• **任务说明 1**
把记录从开头到含有"0), (12, 12)]"的那一行为止(两端都算在内)重新写出,将其中的"gold pendant light fixture"改为"brass chandelier",其余内容保持不变。

• **所给摘录**
====================
一种图像索引生成方法、图像搜索方法、装置、终端及介质。该方法包括:获取第一图像(101);对第一图像进行图像识别,得到第一图像对应的识别结果(102);根据识别结果生成描述语句(103);将描述语句确定为第一图像的索引,并将索引与第一图像对应存储(104)。该方法通过识别出图像中所包括的各个对象分别对应的识别结果,并根据识别结果生成描述图像的描述语句,将上述描述语句确定为该图像的索引,后续当用户需要搜索该图像时,可以输入该索引中所包括的词语,或者与该索引中所包括的词语的含义相近的词语,终端可以根据用户输入的词语准确地查找该图像,提高了在相册中搜索图像的搜索效率。

Description

图像索引生成方法、图像搜索方法、装置、终端及介质
本申请要求于2018年11月30日提交的申请号为201811457455.0、发明名称为“图像索引生成方法、装置、终端及存储介质”的中国专利申请的优先权,其全部内容通过引用结合在本申请中。
技术领域
本申请涉及搜索技术领域,特别涉及一种图像索引生成方法、图像搜索方法、装置、终端及介质。
背景技术
目前,终端中通常安装有相册应用程序,该相册应用程序通常用于存储拍摄得到的图像、从网络上保存的图像等。
====================
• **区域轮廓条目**
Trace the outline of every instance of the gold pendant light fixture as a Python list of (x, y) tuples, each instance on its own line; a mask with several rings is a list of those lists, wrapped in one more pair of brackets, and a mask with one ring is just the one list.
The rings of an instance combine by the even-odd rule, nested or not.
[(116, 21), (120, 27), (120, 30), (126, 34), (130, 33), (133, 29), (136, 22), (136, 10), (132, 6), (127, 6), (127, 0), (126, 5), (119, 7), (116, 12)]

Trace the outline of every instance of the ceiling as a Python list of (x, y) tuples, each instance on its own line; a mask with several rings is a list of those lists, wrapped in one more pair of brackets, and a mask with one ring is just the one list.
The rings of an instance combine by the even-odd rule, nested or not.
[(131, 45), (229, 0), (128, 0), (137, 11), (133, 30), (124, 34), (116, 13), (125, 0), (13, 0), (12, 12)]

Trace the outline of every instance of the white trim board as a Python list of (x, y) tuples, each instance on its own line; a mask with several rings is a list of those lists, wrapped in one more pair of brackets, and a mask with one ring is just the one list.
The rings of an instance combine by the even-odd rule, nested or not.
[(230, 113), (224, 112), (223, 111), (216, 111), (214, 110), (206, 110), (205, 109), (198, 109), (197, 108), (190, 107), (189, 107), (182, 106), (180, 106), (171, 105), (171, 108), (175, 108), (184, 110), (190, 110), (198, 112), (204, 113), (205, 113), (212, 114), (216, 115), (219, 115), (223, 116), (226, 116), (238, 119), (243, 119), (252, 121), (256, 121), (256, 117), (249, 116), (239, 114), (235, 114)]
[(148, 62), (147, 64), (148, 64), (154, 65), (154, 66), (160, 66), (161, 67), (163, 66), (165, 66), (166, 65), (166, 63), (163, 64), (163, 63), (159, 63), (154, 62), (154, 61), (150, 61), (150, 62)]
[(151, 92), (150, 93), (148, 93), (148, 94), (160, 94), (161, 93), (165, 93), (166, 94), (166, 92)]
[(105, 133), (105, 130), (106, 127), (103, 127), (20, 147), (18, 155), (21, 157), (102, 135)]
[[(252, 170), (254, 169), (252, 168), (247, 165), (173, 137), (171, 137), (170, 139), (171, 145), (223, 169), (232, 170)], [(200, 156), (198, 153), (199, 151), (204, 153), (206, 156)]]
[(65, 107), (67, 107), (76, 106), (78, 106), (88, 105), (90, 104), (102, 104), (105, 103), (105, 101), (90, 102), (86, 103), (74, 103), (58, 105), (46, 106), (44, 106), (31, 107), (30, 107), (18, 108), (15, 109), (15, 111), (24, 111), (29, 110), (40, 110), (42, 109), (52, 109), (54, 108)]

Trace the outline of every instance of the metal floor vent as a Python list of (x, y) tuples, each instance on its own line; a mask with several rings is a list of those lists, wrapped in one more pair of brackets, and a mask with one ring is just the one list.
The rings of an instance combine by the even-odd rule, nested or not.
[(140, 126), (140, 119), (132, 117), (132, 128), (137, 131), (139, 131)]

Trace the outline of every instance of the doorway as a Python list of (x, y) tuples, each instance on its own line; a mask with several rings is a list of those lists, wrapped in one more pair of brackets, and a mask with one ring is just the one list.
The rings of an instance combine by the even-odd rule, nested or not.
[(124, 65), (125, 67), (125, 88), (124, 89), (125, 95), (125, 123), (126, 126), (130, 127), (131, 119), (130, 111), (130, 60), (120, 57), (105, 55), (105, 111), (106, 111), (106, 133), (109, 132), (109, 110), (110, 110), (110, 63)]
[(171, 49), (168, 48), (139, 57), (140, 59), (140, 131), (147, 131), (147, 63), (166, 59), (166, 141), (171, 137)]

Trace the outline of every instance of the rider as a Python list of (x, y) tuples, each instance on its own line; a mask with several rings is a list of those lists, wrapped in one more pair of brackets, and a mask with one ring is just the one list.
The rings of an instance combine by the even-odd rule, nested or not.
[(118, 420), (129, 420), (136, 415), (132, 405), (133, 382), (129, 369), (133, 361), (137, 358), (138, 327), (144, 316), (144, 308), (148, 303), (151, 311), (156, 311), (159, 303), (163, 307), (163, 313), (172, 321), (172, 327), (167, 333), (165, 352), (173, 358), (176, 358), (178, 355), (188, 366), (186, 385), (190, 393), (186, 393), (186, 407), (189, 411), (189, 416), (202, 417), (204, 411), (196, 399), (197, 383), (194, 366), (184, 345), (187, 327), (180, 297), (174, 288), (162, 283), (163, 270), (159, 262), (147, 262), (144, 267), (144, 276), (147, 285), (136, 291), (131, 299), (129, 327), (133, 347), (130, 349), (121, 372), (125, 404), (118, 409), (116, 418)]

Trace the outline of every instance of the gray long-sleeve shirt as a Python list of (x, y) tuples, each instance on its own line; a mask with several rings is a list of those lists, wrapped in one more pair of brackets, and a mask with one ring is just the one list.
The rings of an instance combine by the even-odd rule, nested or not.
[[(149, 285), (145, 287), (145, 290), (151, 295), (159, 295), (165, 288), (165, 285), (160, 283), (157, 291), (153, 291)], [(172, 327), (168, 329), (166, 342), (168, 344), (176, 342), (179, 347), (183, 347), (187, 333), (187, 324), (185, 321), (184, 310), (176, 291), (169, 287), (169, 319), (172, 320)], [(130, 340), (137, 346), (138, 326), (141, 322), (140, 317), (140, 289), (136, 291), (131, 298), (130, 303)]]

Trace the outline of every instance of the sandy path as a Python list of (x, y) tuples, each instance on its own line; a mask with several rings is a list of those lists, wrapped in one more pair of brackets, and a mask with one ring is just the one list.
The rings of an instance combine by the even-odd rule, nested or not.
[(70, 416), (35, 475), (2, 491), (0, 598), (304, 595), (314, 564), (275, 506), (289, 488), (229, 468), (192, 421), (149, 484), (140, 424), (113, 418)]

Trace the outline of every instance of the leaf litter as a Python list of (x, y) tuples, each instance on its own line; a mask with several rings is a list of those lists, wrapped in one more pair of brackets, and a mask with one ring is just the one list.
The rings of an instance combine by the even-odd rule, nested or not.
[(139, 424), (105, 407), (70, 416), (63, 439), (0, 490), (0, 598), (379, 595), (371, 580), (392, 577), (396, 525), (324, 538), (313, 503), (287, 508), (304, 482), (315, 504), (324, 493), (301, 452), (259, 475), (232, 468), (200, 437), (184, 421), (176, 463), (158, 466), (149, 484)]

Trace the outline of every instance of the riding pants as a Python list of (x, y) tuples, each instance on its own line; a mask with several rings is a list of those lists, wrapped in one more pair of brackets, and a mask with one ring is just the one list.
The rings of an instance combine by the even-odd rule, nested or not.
====================
• **任务说明 2**
接着这段关于图像索引生成与图像搜索方法的专利摘录往下写,从其最后一句之后开始续写。

• **练习输出 1**
Trace the outline of every instance of the brass chandelier as a Python list of (x, y) tuples, each instance on its own line; a mask with several rings is a list of those lists, wrapped in one more pair of brackets, and a mask with one ring is just the one list.
The rings of an instance combine by the even-odd rule, nested or not.
[(116, 21), (120, 27), (120, 30), (126, 34), (130, 33), (133, 29), (136, 22), (136, 10), (132, 6), (127, 6), (127, 0), (126, 5), (119, 7), (116, 12)]

Trace the outline of every instance of the ceiling as a Python list of (x, y) tuples, each instance on its own line; a mask with several rings is a list of those lists, wrapped in one more pair of brackets, and a mask with one ring is just the one list.
The rings of an instance combine by the even-odd rule, nested or not.
[(131, 45), (229, 0), (128, 0), (137, 11), (133, 30), (124, 34), (116, 13), (125, 0), (13, 0), (12, 12)]

• **练习输出 2**
当相册中保存的图像较多时,用户若需要从上述保存的图像中查找到自己所需的图像,则需要查找终端中的各个相册目录,从相应的相册目录中找到自己所需的图像。
发明内容
本申请实施例提供了一种图像索引生成方法、图像搜索方法、装置、终端及介质。所述技术方案如下:
一个方面,提供了一种图像索引生成方法,所述方法包括:
获取第一图像;
对所述第一图像进行图像识别,得到所述第一图像对应的识别结果;
根据所述识别结果生成描述语句,所述描述语句用于描述所述第一图像;
将所述描述语句确定为所述第一图像的索引,并将所述索引与所述第一图像对应存储。
另一方面,提供了一种图像搜索方法,所述方法包括:
显示搜索框;
接收在所述搜索框输入的第一关键字;
在相册中搜索与所述第一关键字相匹配的第二图像,所述第二图像对应的索引中包括第一目标关键字,所述第一目标关键字与所述第一关键字相匹配,所述第二图像对应的索引是根据所述第二图像的识别结果生成的描述语句;
显示搜索结果,所述搜索结果包括所述第二图像。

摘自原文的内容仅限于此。